→ **INPUT**

--- START ---

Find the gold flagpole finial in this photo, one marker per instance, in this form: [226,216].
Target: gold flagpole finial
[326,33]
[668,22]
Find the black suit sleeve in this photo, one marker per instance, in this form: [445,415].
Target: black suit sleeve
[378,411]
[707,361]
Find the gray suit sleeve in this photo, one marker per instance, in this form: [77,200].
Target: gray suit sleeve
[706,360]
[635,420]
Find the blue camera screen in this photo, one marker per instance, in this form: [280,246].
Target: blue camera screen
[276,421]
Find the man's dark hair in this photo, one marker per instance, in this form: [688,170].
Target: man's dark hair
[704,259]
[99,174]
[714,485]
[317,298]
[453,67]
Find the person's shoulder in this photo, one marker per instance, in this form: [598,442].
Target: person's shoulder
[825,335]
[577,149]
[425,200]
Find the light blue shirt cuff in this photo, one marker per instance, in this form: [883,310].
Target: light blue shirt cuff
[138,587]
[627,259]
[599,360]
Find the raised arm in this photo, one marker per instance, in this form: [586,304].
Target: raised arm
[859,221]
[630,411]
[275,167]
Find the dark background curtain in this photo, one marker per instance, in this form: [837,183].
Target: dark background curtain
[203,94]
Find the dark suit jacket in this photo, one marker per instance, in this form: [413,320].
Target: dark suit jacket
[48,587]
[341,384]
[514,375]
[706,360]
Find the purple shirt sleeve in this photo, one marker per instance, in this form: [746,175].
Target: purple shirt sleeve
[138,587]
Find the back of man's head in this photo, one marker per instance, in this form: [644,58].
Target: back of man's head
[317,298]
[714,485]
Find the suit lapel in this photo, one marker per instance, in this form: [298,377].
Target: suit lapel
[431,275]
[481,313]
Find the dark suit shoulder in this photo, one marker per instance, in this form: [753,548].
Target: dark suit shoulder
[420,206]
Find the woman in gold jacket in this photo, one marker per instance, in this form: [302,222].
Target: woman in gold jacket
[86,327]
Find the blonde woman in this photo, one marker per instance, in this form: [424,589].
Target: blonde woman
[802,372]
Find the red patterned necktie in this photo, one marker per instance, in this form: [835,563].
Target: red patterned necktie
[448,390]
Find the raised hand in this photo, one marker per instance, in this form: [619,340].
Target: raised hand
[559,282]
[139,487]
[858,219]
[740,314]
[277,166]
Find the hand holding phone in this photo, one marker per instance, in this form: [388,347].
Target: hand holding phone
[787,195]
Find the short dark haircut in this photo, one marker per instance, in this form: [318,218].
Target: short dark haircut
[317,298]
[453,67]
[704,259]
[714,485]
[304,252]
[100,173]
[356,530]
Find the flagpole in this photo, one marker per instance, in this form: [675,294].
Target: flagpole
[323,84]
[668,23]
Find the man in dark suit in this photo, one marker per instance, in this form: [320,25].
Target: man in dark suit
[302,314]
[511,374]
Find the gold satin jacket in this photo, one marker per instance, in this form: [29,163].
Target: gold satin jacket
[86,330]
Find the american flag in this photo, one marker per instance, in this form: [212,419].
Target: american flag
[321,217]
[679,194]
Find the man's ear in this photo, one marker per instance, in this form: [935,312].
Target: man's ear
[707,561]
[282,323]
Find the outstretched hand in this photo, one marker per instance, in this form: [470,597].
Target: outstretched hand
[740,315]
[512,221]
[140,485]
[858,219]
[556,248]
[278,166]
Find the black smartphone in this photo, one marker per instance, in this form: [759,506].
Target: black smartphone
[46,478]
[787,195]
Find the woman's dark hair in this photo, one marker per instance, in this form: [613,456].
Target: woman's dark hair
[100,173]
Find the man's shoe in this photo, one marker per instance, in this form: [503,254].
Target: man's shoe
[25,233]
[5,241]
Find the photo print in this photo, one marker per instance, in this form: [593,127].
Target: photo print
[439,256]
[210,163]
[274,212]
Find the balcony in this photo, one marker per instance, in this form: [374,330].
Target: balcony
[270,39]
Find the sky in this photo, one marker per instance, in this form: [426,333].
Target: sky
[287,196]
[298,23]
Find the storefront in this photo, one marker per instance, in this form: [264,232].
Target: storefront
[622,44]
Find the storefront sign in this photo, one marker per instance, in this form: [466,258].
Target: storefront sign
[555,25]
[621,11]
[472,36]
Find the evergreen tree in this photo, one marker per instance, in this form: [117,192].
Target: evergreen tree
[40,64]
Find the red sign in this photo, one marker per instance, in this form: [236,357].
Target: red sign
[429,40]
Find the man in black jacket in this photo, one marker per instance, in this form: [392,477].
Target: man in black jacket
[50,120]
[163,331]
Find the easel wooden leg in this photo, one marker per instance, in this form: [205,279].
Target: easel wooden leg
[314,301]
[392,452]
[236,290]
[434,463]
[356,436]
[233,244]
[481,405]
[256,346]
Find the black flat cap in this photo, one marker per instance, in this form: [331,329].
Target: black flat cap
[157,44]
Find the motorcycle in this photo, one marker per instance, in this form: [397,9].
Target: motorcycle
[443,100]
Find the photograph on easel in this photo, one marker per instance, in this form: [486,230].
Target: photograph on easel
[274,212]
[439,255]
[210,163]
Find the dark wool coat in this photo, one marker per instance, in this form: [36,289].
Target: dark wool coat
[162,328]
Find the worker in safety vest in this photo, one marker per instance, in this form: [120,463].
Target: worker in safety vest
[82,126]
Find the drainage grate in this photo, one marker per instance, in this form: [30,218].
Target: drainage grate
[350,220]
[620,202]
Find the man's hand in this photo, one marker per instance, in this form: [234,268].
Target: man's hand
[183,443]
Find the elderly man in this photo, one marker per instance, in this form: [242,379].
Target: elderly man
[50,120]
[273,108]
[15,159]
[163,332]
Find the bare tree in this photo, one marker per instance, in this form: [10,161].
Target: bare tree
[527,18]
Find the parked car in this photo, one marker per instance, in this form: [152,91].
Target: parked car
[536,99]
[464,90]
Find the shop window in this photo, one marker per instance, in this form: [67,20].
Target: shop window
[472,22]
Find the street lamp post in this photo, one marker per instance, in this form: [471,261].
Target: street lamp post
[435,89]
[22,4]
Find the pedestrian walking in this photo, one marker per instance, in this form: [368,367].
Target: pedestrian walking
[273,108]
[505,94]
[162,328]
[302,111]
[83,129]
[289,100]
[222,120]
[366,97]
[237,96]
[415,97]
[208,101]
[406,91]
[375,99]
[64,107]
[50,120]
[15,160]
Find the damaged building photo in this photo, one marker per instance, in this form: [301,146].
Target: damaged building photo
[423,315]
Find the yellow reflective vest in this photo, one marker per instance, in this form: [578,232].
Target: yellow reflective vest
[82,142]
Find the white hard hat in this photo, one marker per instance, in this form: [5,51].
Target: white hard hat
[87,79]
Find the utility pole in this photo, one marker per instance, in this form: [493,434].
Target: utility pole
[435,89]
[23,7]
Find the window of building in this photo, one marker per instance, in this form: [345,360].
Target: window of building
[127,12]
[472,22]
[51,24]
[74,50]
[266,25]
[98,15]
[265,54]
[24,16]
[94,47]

--- END ---

→ **WORK ORDER**
Restate each record exactly as written.

→ **SOLUTION FOR THIS TASK**
Find the gold flagpole finial in this photo, one marker per instance, in this form: [226,216].
Target: gold flagpole finial
[326,33]
[668,22]
Find the black suit sleeve in this photo, one marker per instance, in this form: [445,415].
Target: black suit sleeve
[378,411]
[707,361]
Find the gray suit sleeve in this photo, one marker per instance, in this form: [77,200].
Target: gray suit sleeve
[706,360]
[635,420]
Find the blue camera screen in this photo, one marker per instance, in this form: [280,246].
Target: blue camera screen
[276,421]
Find the man's dark hair in this photo, one marker per instance, in this form: [688,170].
Target: man's dark hair
[704,259]
[99,174]
[714,485]
[317,298]
[453,67]
Find the person's shoulder in this photo, one marker per instance, in this form: [598,442].
Target: person's shoulder
[825,335]
[577,149]
[425,200]
Find the light blue shirt cuff in this photo, one marker per instance, in this form: [883,310].
Target: light blue shirt cuff
[138,587]
[627,259]
[599,360]
Find the raised arm in this photo, one marker per instance, in this form: [586,304].
Target: raised arm
[859,221]
[630,411]
[275,167]
Find the dark background curtain in this photo, one marker per instance, in this form: [837,183].
Target: dark background curtain
[203,94]
Find the dark suit jacket in this photo, one marker per instance, in this form: [413,320].
Target: dark suit jacket
[48,587]
[341,384]
[514,375]
[706,360]
Find the purple shirt sleeve in this photo, one marker per instance, in this form: [746,175].
Target: purple shirt sleeve
[138,587]
Find the back of man's head in this photo, one marker per instance, in this form: [644,58].
Target: back of man's head
[317,298]
[714,485]
Find the suit lapel in this photo, one marker per instance, in this form: [298,377].
Target: suit lapel
[431,275]
[481,313]
Find the dark suit shoulder in this photo, one marker per instance, in this form: [753,548].
Target: dark suit shoulder
[420,206]
Find the woman in gold jacket in this photo, one marker per instance, in this form: [302,222].
Target: woman in gold jacket
[86,327]
Find the blonde woman in this photo, one marker per instance, in this form: [424,589].
Target: blonde woman
[802,372]
Find the red patterned necktie in this photo, one marker per instance, in this form: [835,563].
Target: red patterned necktie
[448,390]
Find the raised hand in this photo, one marker per instance, in this form: [619,340].
Target: raised hand
[559,282]
[139,487]
[858,219]
[740,314]
[277,166]
Find the hand holding phone in this photo, one marker per instance, in this form: [388,347].
Target: hand holding phone
[787,195]
Find the short dark haircut in this photo, one marker per instance, in this form: [318,218].
Target: short dark haircut
[317,298]
[453,67]
[704,259]
[714,485]
[304,252]
[100,173]
[356,530]
Find the flagpole in this photo, one marker per instance, in this form: [675,294].
Target: flagpole
[323,84]
[668,23]
Find the man in dark suit in this photo, one marker per instance, in this form: [320,25].
Target: man in dark suit
[302,314]
[511,374]
Find the gold satin jacket in this photo, one marker per instance, in this form: [29,163].
Target: gold satin jacket
[86,330]
Find the american flag in this photo, one marker per instance, in this form: [212,419].
Target: american flag
[321,217]
[679,194]
Find the man's ear in this photo, one marker per instance, in this form: [935,312].
Target: man's ear
[707,561]
[282,323]
Find the outstretched hand in this photo, one marker per instance, in this form: [470,597].
Target: outstretched hand
[740,315]
[512,221]
[140,485]
[858,219]
[556,248]
[278,166]
Find the black smartphone in this photo, one marker per instance, in this form: [759,506].
Target: black smartphone
[46,478]
[787,195]
Find the woman's dark hair in this photo, one marker per instance, in this form: [613,456].
Target: woman's dark hair
[100,173]
Find the man's shoe in this photo, one marker per instance, in this form: [503,254].
Target: man's shoe
[25,233]
[5,241]
Find the photo print in this photo, one marker per instance, in this form: [593,127].
Target: photo print
[439,256]
[210,163]
[274,212]
Find the balcony in this photo, one marker per instance, in this form: [374,330].
Target: balcony
[270,39]
Find the sky in this photo, one marker per instance, in this form: [426,333].
Target: sky
[287,196]
[298,23]
Find the storefront in this photo, one marker per instance, in this form: [264,232].
Target: storefront
[622,44]
Find the storefront sign in this photo, one marker per instance, in this form: [466,258].
Target: storefront sign
[555,25]
[621,11]
[472,36]
Find the evergreen tree in this photo, one marker per instance, in this form: [117,192].
Target: evergreen tree
[40,64]
Find the red sign in this photo, one marker per instance, in this form: [236,357].
Target: red sign
[429,40]
Find the man in black jacket in this photo, one marker per instance, in this form: [392,477].
Target: man in black jacket
[50,120]
[163,331]
Find the easel wooden leg in this photo, one marker per instance, in this form: [205,279].
Target: easel wooden leg
[314,301]
[392,452]
[236,290]
[434,463]
[356,436]
[233,244]
[481,405]
[256,346]
Find the black flat cap in this photo, one marker per instance, in this form: [331,329].
Target: black flat cap
[157,44]
Find the motorcycle in this photo, one marker per instance, in this form: [397,9].
Target: motorcycle
[443,100]
Find the photograph on easel in this photo, one marker per instance, in this form: [486,230].
Target: photograph on easel
[274,212]
[439,255]
[210,163]
Find the dark wool coat in this photo, one marker per instance, in this form: [36,289].
Target: dark wool coat
[162,328]
Find the worker in safety vest in this photo, one marker per instance, in this form: [120,463].
Target: worker in safety vest
[82,126]
Find the drainage grate in this photo, one marker per instance, in this form: [30,218].
Target: drainage grate
[350,220]
[620,202]
Find the man's hand in this photo, one marker per instance, in this form: [234,268].
Target: man's hand
[183,443]
Find the elderly man in this photo, one marker per instance, in this form: [242,379].
Target: elderly man
[50,120]
[273,108]
[15,159]
[163,332]
Find the bare tree in this photo, one marker per instance, in this form: [10,161].
Target: bare tree
[527,18]
Find the parked car in this photo, one marker per instance, in this form: [152,91].
Target: parked car
[536,99]
[464,90]
Find the shop window in this photo, one marker per instance, in this form: [67,20].
Target: shop window
[472,22]
Find the street lamp post in this photo, one marker per instance, in this form: [471,261].
Target: street lamp post
[435,89]
[22,4]
Find the pedestrian walking in this photo, one marker per instance, in this form: [368,367].
Target: pedestrian walking
[273,108]
[505,94]
[162,328]
[302,111]
[83,129]
[289,100]
[222,120]
[366,97]
[237,96]
[415,97]
[208,101]
[406,91]
[375,99]
[64,107]
[50,120]
[15,160]
Find the damaged building photo in this photo, one marker per instance, in this form: [301,146].
Target: damaged building photo
[423,315]
Find the yellow reflective vest in this photo, one marker per instance, in this form: [578,232].
Target: yellow reflective vest
[82,142]
Find the white hard hat in this photo, one marker per instance, in this form: [5,51].
Target: white hard hat
[87,79]
Find the utility pole in this photo, one marker per instance, in this form: [493,434].
Target: utility pole
[435,89]
[23,7]
Find the window of building in this photo, one marker per instance, in this form: [345,360].
Target: window of building
[127,12]
[472,22]
[51,24]
[74,50]
[266,25]
[98,15]
[265,54]
[24,16]
[94,47]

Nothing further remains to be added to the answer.